## [SHORT PROBLEM]
Revise the entries below so that "top-left corner" becomes "upper-left corner" wherever it occurs, leaving everything else unchanged. Omit the pictures from your version.

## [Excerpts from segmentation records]
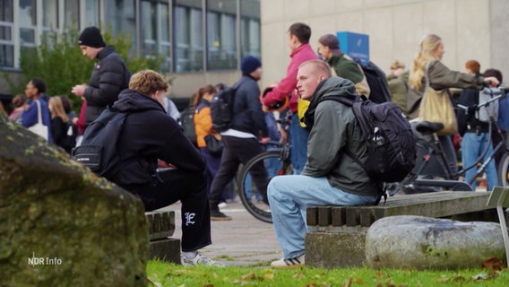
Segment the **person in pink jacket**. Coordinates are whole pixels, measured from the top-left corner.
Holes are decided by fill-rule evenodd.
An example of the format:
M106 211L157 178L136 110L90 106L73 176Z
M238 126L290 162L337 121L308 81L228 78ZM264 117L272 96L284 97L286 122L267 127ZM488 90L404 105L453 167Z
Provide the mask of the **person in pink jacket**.
M291 124L289 127L291 140L290 160L294 173L300 174L307 156L307 137L309 131L302 127L297 115L298 95L297 87L297 71L300 64L318 57L309 45L311 28L301 22L292 24L288 30L288 46L290 50L290 61L287 74L272 91L266 93L262 99L263 110L268 111L269 107L276 102L284 100L289 96L289 109L291 111Z

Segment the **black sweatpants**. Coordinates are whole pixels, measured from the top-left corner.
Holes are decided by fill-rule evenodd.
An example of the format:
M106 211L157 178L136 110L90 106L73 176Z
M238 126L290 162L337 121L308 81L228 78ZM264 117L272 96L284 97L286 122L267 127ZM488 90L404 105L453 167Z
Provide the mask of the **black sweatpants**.
M194 251L211 243L211 211L205 173L179 170L161 171L152 184L127 188L142 199L146 211L182 203L182 251Z

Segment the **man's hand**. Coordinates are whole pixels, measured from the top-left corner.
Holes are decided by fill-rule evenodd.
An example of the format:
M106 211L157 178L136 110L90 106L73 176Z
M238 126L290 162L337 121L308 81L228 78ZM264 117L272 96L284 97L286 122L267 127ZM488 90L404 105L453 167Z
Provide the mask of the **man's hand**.
M271 140L270 137L262 137L262 139L260 140L260 143L266 144L267 143L269 143L270 140Z
M85 95L85 89L87 88L87 85L84 83L82 84L77 84L75 86L73 87L73 90L71 90L71 91L75 94L76 96L80 97L80 98L83 98Z

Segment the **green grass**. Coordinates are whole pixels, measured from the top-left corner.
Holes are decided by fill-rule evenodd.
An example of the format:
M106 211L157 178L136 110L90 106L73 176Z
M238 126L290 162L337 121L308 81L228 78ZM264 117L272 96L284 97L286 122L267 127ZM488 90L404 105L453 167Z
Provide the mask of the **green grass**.
M228 263L227 263L228 264ZM274 270L258 266L208 267L149 261L149 286L509 286L509 270L373 270L367 267Z

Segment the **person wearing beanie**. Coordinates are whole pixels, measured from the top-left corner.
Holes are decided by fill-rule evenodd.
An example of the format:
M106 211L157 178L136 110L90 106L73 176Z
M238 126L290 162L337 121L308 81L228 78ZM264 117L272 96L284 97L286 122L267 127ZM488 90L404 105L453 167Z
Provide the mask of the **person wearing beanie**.
M307 24L296 22L289 26L287 32L287 44L290 52L290 61L287 67L287 74L262 99L263 110L269 111L271 106L277 102L284 101L286 97L291 95L289 99L289 109L291 112L291 123L289 125L289 135L291 137L290 161L293 171L296 174L300 174L306 164L307 137L309 136L309 131L300 125L300 117L298 114L298 106L300 105L302 107L302 103L306 101L298 100L298 93L296 92L297 70L302 63L318 59L318 56L315 53L311 45L309 45L310 38L311 28Z
M77 84L71 91L86 101L86 125L94 121L108 105L113 104L129 85L131 73L113 46L104 42L97 27L83 29L78 38L82 54L97 61L88 84Z
M249 75L251 72L261 66L262 62L252 56L245 57L240 63L240 70L242 71L243 75Z
M252 56L246 56L240 62L240 70L242 77L232 86L235 89L235 95L231 127L220 133L223 142L221 163L211 185L209 204L212 221L231 220L231 217L221 213L219 208L223 189L235 178L240 163L247 163L249 160L263 152L260 141L262 143L269 141L265 114L262 110L259 99L260 88L256 83L262 78L262 63ZM261 138L259 139L258 136ZM268 203L267 170L263 166L254 170L253 169L254 172L252 174L253 182L263 196L263 202Z
M318 39L318 54L331 66L332 75L350 80L357 93L369 98L371 90L358 64L346 56L340 48L338 37L325 34Z

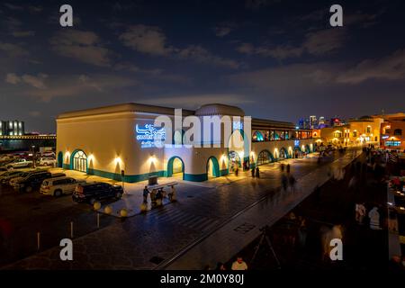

## [RESPONSE]
Segment the **person in pink jacket**. Coordinates are whole pixels, measured from the upper-left corner.
Holes are decided by fill-rule evenodd.
An example of the format:
M106 211L157 178L136 110L90 106L73 176Z
M238 126L290 162L337 121L308 81L228 78ZM264 117L272 96L284 97L286 122L267 127ZM488 90L404 105L453 167Z
Provide the mask of the **person in pink jacket**.
M291 124L289 127L291 140L290 160L294 173L300 174L307 156L307 137L309 131L302 127L297 115L298 95L297 87L297 71L300 64L318 57L309 45L311 28L301 22L292 24L288 30L288 46L290 50L290 61L287 74L272 91L266 93L262 99L263 110L268 111L269 107L276 102L284 100L289 96L289 109L291 111Z

Segment the **black sweatpants**. Coordinates are whole pixels, measured from the upper-left corner.
Holes are decided by fill-rule evenodd.
An example of the format:
M106 211L157 178L136 110L90 106L73 176Z
M238 126L290 162L337 121L308 81L228 78ZM264 117L272 96L284 97L286 122L267 127ZM488 90L404 105L453 167Z
Provide the mask of the **black sweatpants**.
M194 251L211 243L211 211L205 173L179 170L161 171L152 184L127 188L142 199L146 211L182 203L182 251Z

Segment the **man's hand**. Coordinates are whole pixels, measured from the upper-left corner.
Holes are decided by fill-rule evenodd.
An example of the format:
M106 211L157 178L136 110L90 106L73 176Z
M238 126L290 162L337 121L308 81L228 78ZM264 117L272 96L284 97L286 122L267 127ZM488 90L404 105L453 167Z
Provide the mask of the **man's hand**.
M271 140L270 137L262 137L262 139L260 140L260 143L266 144L267 143L269 143L270 140Z
M85 95L85 89L87 88L87 85L84 83L82 84L77 84L75 86L73 87L73 90L71 90L71 91L75 94L76 96L80 97L80 98L83 98Z

Segment the **green grass**. Coordinates are whole pixels, measured from the upper-left corner.
Holes are decided by fill-rule evenodd.
An example of the format:
M106 211L157 178L136 110L90 106L73 176Z
M238 126L290 162L337 121L308 81L228 78ZM264 117L272 96L284 97L286 122L267 127ZM488 90L404 105L453 167Z
Provide the mask of the **green grass**.
M228 263L227 263L228 264ZM274 270L258 266L208 267L149 261L149 286L509 286L509 270L373 270L367 267Z

Segment the **person wearing beanie**. Coordinates are whole pixels, measured from the upper-left corner.
Holes are decided by fill-rule evenodd.
An example of the format:
M106 211L157 178L136 110L90 106L73 176Z
M238 126L290 162L337 121L308 81L228 78ZM264 117L272 96L284 97L286 122L267 127ZM488 90L404 105L453 167Z
Provide the mask of the **person wearing beanie**.
M307 24L296 22L289 26L287 32L287 44L290 52L290 61L287 67L287 74L262 99L263 110L269 111L271 106L277 102L284 101L286 97L291 95L289 99L289 109L291 112L291 123L289 125L289 135L291 137L290 161L293 171L296 174L300 174L306 164L307 137L309 136L309 131L300 125L300 117L298 114L298 106L300 105L302 107L302 103L306 101L298 100L298 93L296 92L297 70L302 63L318 59L318 56L315 53L311 45L309 45L310 38L311 28Z
M77 84L71 91L86 101L86 125L94 121L108 105L113 104L129 85L131 73L113 46L104 42L97 27L83 29L78 38L82 54L97 61L88 84Z
M249 75L251 72L261 66L262 62L252 56L245 57L240 63L240 70L242 71L243 75Z
M252 56L246 56L240 62L240 70L242 77L232 86L235 89L235 95L231 127L220 133L223 142L221 163L211 185L209 204L212 221L231 220L231 217L221 213L219 208L223 189L235 178L240 163L247 163L249 160L263 152L260 141L262 143L269 141L265 114L262 110L259 99L260 88L256 83L262 78L262 63ZM261 138L259 139L258 136ZM268 203L267 170L263 166L254 170L253 169L254 172L252 174L253 182L263 196L263 202Z
M318 39L318 54L331 66L332 75L350 80L357 93L369 98L371 90L358 64L346 56L340 48L338 37L325 34Z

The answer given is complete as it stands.